:: WORK REQUIRED ::
Here the job is to restate every entry word for word.

EXERCISE INPUT below:

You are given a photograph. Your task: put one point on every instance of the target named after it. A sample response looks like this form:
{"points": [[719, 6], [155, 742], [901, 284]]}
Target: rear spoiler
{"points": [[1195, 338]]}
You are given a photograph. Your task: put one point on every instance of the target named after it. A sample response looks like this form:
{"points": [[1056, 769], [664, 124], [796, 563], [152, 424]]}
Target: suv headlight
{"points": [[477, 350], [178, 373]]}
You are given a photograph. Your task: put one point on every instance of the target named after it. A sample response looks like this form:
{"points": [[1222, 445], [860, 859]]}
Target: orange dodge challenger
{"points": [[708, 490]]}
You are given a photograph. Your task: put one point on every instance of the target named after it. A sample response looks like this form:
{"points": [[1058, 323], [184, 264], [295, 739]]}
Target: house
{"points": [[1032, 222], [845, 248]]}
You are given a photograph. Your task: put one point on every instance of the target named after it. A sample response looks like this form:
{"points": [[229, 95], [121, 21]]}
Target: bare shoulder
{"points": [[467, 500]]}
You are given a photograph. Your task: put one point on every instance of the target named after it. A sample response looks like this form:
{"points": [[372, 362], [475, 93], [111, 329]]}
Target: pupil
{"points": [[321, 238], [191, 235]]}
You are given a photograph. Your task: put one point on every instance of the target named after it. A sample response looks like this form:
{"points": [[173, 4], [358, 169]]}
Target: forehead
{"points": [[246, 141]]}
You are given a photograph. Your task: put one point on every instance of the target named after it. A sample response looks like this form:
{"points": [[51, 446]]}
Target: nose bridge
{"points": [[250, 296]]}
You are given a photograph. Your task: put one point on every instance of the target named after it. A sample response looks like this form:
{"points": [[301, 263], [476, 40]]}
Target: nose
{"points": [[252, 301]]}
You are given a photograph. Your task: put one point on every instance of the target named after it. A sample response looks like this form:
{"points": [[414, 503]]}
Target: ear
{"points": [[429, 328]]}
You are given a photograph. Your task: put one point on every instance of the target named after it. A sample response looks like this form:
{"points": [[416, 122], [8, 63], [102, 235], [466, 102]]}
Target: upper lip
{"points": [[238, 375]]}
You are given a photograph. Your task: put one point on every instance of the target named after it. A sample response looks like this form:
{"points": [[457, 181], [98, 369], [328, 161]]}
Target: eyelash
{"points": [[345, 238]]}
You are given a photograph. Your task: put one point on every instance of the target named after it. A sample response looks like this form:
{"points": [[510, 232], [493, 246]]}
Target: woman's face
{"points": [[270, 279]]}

End of EXERCISE INPUT.

:: ANSWER SPACE ::
You are given a photograph. Your task: put one point on every instance of the target named after it. A sample response looks like this form:
{"points": [[719, 6], [155, 742], [901, 284]]}
Target: rear spoiler
{"points": [[1195, 338]]}
You are given a photograph. Your task: put one point on every instance of the target named after it. A sample response looks like this form:
{"points": [[1056, 769], [664, 124], [796, 563], [152, 424]]}
Target: suv headlight
{"points": [[477, 350], [178, 373]]}
You are given a photograph. Your task: put one point on every instance of the target named after it. A sample response looks like this form:
{"points": [[1222, 445], [860, 859]]}
Target: orange dodge challenger
{"points": [[708, 490]]}
You are given a photograph. Your task: put one point on every instance of the target named after it. A sample response looks like this form:
{"points": [[1058, 323], [184, 264], [295, 739]]}
Target: house
{"points": [[1032, 222], [845, 248]]}
You are given a photograph. Your task: put one point on every instance of the target named after it. A sample response looks like this form:
{"points": [[229, 95], [121, 21]]}
Target: bare shoulder
{"points": [[467, 500]]}
You are given a photograph. Your task: put one point on every instance of the target named after it. A sample response looks like this form:
{"points": [[372, 362], [475, 93], [111, 329]]}
Target: pupil
{"points": [[321, 238], [191, 235]]}
You are given a photograph. Your task: put one point on every instance of the target named after it. A sample response looks like this form:
{"points": [[173, 4], [358, 169]]}
Target: forehead
{"points": [[246, 141]]}
You are given a photograph. Your task: put one point on every instance of the target named after it. A sample response looks like this form:
{"points": [[51, 446]]}
Target: nose bridge
{"points": [[250, 296]]}
You are given a photograph. Your task: put one point on every instance of the target named after it. A sample response looks like this form:
{"points": [[301, 263], [476, 40]]}
Target: nose
{"points": [[252, 301]]}
You are given a photograph. Your task: put one point on every instance of the target named after it. A sample response looks like this form:
{"points": [[414, 503]]}
Target: ear
{"points": [[429, 328]]}
You are given a photograph. Your task: put one point on every instance of the target named after it. A sample response looks like this form:
{"points": [[416, 122], [8, 63], [102, 235], [466, 102]]}
Target: upper lip
{"points": [[238, 375]]}
You are given a photograph. Your task: put one point on every instance of the target named after it. A sample response looks like this form:
{"points": [[457, 181], [98, 369], [328, 161]]}
Target: eyelash
{"points": [[345, 238]]}
You are given a photograph. Your task: put one point on every instance of the target named after it. A sample response looks like this form:
{"points": [[510, 232], [493, 246]]}
Target: woman's face
{"points": [[270, 279]]}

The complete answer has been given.